* [TASK TO COMPLETE]
Could you output every record again, exactly as given?

* [MATERIAL SUPPLIED]
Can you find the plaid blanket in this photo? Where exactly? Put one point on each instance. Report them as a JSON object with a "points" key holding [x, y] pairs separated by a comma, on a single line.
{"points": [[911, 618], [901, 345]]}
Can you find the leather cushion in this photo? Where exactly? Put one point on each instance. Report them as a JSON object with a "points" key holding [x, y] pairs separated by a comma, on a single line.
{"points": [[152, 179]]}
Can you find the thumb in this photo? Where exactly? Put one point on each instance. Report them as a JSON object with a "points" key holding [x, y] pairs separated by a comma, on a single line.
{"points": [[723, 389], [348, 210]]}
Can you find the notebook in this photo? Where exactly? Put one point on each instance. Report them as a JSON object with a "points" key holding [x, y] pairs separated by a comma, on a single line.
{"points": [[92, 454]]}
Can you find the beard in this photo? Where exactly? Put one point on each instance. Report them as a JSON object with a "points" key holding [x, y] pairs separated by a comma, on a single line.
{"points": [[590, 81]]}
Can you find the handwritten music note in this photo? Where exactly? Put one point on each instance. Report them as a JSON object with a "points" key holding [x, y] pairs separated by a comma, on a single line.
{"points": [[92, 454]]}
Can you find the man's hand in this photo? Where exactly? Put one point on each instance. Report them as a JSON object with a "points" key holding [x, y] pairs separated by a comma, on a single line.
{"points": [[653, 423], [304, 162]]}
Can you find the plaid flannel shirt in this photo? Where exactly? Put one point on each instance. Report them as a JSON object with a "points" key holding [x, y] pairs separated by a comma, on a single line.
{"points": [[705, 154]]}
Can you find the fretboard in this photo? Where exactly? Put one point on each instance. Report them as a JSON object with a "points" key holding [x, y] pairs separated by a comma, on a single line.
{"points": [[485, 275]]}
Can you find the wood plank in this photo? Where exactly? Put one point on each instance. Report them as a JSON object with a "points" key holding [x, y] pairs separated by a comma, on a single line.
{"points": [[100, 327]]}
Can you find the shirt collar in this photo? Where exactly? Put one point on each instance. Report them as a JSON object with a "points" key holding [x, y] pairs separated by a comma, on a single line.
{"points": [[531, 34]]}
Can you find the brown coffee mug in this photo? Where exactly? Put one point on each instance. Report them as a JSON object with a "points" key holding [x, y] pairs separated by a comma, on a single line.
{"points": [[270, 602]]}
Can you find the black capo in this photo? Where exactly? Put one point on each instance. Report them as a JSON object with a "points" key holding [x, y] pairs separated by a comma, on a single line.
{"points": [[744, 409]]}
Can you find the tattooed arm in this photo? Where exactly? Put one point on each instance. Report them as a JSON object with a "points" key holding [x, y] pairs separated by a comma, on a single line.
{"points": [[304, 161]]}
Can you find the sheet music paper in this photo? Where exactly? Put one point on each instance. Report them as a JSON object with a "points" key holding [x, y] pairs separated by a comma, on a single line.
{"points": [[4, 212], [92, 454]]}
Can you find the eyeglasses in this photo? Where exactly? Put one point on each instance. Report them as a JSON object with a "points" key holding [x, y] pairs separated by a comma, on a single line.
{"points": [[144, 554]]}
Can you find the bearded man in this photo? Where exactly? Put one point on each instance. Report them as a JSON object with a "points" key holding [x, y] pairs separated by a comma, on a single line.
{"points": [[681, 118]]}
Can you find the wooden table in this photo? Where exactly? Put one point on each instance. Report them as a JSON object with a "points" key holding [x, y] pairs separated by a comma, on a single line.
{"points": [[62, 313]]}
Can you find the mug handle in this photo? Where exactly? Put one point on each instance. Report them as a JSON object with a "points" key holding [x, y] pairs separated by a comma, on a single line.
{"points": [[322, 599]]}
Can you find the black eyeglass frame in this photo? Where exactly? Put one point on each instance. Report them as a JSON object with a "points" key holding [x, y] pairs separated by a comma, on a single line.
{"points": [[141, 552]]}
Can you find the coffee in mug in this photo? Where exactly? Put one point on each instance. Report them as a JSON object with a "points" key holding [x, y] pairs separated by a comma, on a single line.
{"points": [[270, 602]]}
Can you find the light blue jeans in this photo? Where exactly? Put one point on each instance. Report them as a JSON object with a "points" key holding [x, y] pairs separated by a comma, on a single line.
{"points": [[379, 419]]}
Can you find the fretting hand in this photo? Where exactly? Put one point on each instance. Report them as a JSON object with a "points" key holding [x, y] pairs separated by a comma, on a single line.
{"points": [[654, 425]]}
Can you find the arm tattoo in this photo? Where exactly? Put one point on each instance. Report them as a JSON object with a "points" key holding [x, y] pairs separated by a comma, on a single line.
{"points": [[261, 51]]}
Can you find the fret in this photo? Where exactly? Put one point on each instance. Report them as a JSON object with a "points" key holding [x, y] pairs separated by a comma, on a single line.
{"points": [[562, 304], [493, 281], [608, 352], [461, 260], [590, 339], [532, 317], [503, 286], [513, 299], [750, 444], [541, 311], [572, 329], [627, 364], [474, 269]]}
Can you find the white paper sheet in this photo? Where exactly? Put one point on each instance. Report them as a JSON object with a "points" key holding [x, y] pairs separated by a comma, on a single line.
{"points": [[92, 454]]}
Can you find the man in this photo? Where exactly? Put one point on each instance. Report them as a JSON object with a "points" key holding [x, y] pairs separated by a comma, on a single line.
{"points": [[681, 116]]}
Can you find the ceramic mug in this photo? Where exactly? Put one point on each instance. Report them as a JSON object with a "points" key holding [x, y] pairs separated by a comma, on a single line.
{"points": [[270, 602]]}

* [EXPECTED ANSWER]
Can you find the plaid blanket in this photo? Where exactly? Put one point on each instance. Report them as a JSON object with a "points" key holding [x, y] pairs separated by a comma, on a single line.
{"points": [[911, 618], [901, 345]]}
Can you find the leather cushion in this photo? Where exactly? Put one point on each instance. Report them as a JSON object with a "points" key holding [x, y] pairs separated by a comma, on a single line.
{"points": [[152, 179]]}
Can you find the thumb in this photo? Where exactly? Put one point on each instance. Report them as a JSON object with a "points" key holding [x, y] pairs separated by a comma, on a single line.
{"points": [[723, 389], [348, 210]]}
Can you find the notebook in this photo? Where exactly? Put one point on each instance. Report them as a JSON object with a "points" key holding [x, y] pairs separated by a comma, on a single line.
{"points": [[92, 454]]}
Can you find the beard in this photo? Where exactly? Put one point on each instance. Report them as a JSON object with a "points" key holding [x, y] pairs separated by a comma, on a single line.
{"points": [[590, 81]]}
Can you find the handwritten music note in this photo? Where exactly? Put one point on each instance. Report them as a JSON object with a "points" key holding [x, y] pairs separated by a comma, on a single line.
{"points": [[92, 454]]}
Can you find the man's hand in this photo? Where exactly? Put one point on each instance. Report them as a JSON object with a "points" key holding [x, y] pairs separated by a comma, on a single line.
{"points": [[653, 423], [304, 162]]}
Can you find the plaid flannel shirt in this photo? Where exactly? Put one point on each instance. Report them as a JSON object with a "points" key holding [x, y] pairs separated by a comma, on a single line.
{"points": [[705, 154]]}
Can you find the fretboard in this photo? Where exactly? Put one point on each instance. Report them as a JSON object with a "points" key holding [x, y] pairs separated by a comma, on a single line.
{"points": [[485, 275]]}
Can you find the wood plank in this photo? Where exactly? Put one point on each instance. Report them as a JSON object with a "points" key holding [x, y] pairs separated by a comma, on a single line.
{"points": [[100, 327]]}
Can you find the shirt collar in this photo? Where exactly? Put one point on each instance. Report them as a JSON object with a "points" key holding [x, y] pairs separated by a comma, on a single line.
{"points": [[531, 34]]}
Can you find the brown coffee mug in this photo? Where exactly? Put one point on each instance. Report them as a JSON object with a "points" key holding [x, y] pairs separated by a comma, on a single line.
{"points": [[270, 602]]}
Can you find the black capo in this photo? Where exactly? Put one point on each instance. Report them as a JSON object with a "points" key holding [x, y] pairs separated by a comma, on a single line.
{"points": [[744, 409]]}
Can you find the tattooed arm in this photo? Where exactly? Put one point on each instance. Report them as a JSON object with a "points" key holding [x, y] pairs separated by a comma, on a single line.
{"points": [[304, 161]]}
Can you find the sheet music paper in this photo? Where exactly? Put one point on each instance. Report them as a JSON object with a "points" key holding [x, y] pairs separated by a comma, on a single line.
{"points": [[4, 212], [92, 454]]}
Can you find the eyeglasses in this photo? Where exactly? Put one point on each instance. Report them as a JSON object with a "points" key holding [x, y] pairs separated by a comma, on a single line.
{"points": [[144, 554]]}
Can you find the bearded man in this photo? Where exactly? Put one point on each instance. Report them as a JSON object with a "points" key holding [x, y] pairs separated by a comma, on a single line.
{"points": [[681, 118]]}
Can you find the wooden table in this photo? Where exactly? Put one point on each instance. Report them as a JSON object with a "points" key holding [x, y] pairs separated by a comma, on a single line.
{"points": [[62, 313]]}
Can you find the mug handle in this photo? Where exactly? Put one point on each instance. Report them as a JSON object with a "points" key holding [x, y] pairs separated by a comma, on a single line.
{"points": [[322, 599]]}
Can you find the black eyeglass frame in this photo? Where exactly? Put one point on each instance. Report them as a JSON object with a "points" key holding [x, y] pairs separated by a comma, on a single line.
{"points": [[141, 552]]}
Can you find the coffee in mug in this photo? Where exactly? Put one point on each instance. Report them as a JSON object with a "points" key holding [x, y] pairs separated by a comma, on a single line.
{"points": [[270, 602]]}
Can you find the light blue jeans in this photo? Where exactly? Put one point on each instance. Report them as a JSON object with a "points" key holding [x, y] pairs separated by a comma, on a single line.
{"points": [[379, 419]]}
Can you find the fretting hand in this photo? Where exactly? Put one point on each instance. Report them as a JSON object with a "points" key holding [x, y] pairs separated by a comma, on a single line.
{"points": [[654, 425]]}
Can you find the arm tattoo in this photo? Where exactly? Put one point on each instance. Report them as a JSON object with a "points" key holding [x, y] pairs separated by a comma, on a single line.
{"points": [[261, 51]]}
Can you find the fret in this photo? Where exactly? Put one point on each instance. Report them as a JSON object with a "points" key holding [x, y] pairs separated by a comma, on a single line.
{"points": [[562, 304], [493, 281], [608, 352], [461, 260], [590, 339], [532, 317], [503, 286], [513, 299], [750, 444], [541, 311], [572, 329], [627, 364], [474, 269]]}
Can you find the white paper sheet in this photo? Where exactly? Put one point on each instance. Report them as a JSON object with a "points" key holding [x, y] pairs separated by a comma, on a single line.
{"points": [[92, 454]]}
Can you find the man in this photo? Where exactly? Put one point on each instance. Report them as a JSON object with a "points" key holding [x, y] pairs separated by a comma, on a single line.
{"points": [[681, 116]]}
Can you find the ceramic mug in this photo? Where exactly? Put one point on each instance. Report them as a JSON object with a "points" key holding [x, y] pairs separated by a comma, on a single line.
{"points": [[270, 602]]}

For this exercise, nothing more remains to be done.